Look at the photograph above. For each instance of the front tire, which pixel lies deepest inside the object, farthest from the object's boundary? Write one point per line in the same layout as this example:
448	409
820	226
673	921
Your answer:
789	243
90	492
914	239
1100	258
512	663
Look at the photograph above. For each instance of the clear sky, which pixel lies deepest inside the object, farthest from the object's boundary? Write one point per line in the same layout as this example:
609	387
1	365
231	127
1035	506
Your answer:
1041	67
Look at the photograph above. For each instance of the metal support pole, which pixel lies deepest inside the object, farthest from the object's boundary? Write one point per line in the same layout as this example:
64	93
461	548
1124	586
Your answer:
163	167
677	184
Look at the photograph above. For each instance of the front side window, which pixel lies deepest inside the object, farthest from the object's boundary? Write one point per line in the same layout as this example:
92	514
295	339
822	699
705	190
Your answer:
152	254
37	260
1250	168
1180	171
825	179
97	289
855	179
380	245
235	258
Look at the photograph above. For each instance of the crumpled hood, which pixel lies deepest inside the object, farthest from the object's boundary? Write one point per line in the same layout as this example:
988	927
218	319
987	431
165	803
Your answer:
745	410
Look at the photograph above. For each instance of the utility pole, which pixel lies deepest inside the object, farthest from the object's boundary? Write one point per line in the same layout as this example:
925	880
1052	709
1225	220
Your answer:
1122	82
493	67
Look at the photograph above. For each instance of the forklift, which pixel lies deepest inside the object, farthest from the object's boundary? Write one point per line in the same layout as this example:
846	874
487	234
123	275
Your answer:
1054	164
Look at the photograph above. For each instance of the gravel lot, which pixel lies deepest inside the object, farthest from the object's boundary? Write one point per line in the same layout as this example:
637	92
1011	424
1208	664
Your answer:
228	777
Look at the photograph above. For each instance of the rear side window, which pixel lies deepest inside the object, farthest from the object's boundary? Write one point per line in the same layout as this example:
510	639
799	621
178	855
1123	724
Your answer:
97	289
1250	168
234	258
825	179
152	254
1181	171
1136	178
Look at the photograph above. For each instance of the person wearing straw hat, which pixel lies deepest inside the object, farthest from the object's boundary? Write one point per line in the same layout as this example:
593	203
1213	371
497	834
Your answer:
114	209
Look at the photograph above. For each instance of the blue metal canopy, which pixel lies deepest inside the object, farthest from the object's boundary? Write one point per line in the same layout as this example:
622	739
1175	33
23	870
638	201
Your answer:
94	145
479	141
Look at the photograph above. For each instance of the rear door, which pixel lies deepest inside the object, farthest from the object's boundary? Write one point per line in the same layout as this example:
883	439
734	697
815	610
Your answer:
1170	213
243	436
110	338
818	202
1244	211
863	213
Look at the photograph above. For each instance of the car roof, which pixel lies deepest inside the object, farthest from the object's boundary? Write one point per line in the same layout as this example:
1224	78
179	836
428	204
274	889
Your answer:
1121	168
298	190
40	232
---------------
● Work task: Word for word, restate each line of the material.

● Completed exercise:
Look at the photograph above. For each instance of the front tire, which pixel lies deepest inside the object, farthest from the object's boundary? Write one point per line in the same layout as this example:
448	409
820	226
673	921
Your answer:
789	243
90	492
914	239
1100	258
512	663
Look at the photograph above. For each instance of the clear sky, which pixel lies deepest inside the object, farthest from the object's boundary? Write one point per line in the same layout as this example:
609	387
1	365
231	127
1035	506
Your answer:
1041	67
Look at the photograph above. For each instance of the metal support pole, which pixel lies deepest inside the object, farthest from the object's boundary? Write one point per line in the same layout as this example:
64	93
461	548
1124	586
Your answer:
163	167
677	184
Look at the photograph above. For each instance of the front side window, which pixel lies deepest inside the object, farthest from the object's boundary? Write one point per line in the same layout as this example:
92	514
295	339
822	699
705	190
Your answer:
152	254
37	260
1250	168
1180	171
825	179
97	289
855	179
380	245
235	258
Look at the photograph above. For each instance of the crumpled hood, which pixel lies deepest inside the object, farthest from the object's boundary? Write one point per line in the same layout as this example:
988	927
218	319
987	431
165	803
Your answer:
745	410
Look at the photograph above. For each instance of the utility pole, which pixel lies deepest inside the object, farthest from the object's boundary? Write one point per line in the same layout as this example:
925	880
1052	709
1225	220
Your answer:
1122	82
493	67
Look at the photograph above. For each instance of the forklift, which pixel lies deepest inside the object, farthest from the object's boundary? Write one point per line in the same layout as this example:
846	874
487	234
123	275
Your answer:
1054	164
Look at the photograph above. For each instance of the gravel lot, which pixel lies deepest inside the object, farthest from the object's boundary? Write one point per line in the same layout as this example:
637	92
1011	424
1208	664
Your answer:
228	777
Look at the photograph above. For each instance of the rear side window, which pixel lies deepest inside the object, farthest from the object's boundary? Write one point per line in the same layout as this example:
510	639
799	621
178	855
1123	724
Your answer:
97	289
1250	168
234	258
825	179
152	254
1181	171
1136	178
Look at the photograph above. For each instance of the person wearing straw hat, which pixel lies deepest inside the object, farthest from the object's boundary? Write one point per line in the same layout as this example:
593	203
1213	371
497	834
Your answer:
114	209
Look at the photograph above. For each instance of the blue metal canopy, which pixel lies deepest inside the object, farthest from the object's boundary? Write one point per line in the same layout as this example:
622	739
1175	33
23	870
638	201
Your answer:
94	145
479	141
Look at the photograph above. For each instance of the rear door, which pixel lies deepest inside the object, farthest from the object's boundary? Write one point per line in the same layout as this example:
883	439
734	697
815	610
Your answer:
1170	213
243	436
110	338
818	202
1244	211
863	213
Look at the photograph above. For each instance of the car roof, which pixel lies deepest inside the object, farthest from the object's boundary? Write one point per line in the same layout as this example:
1224	78
179	836
428	204
274	889
Your answer:
1121	168
298	190
40	232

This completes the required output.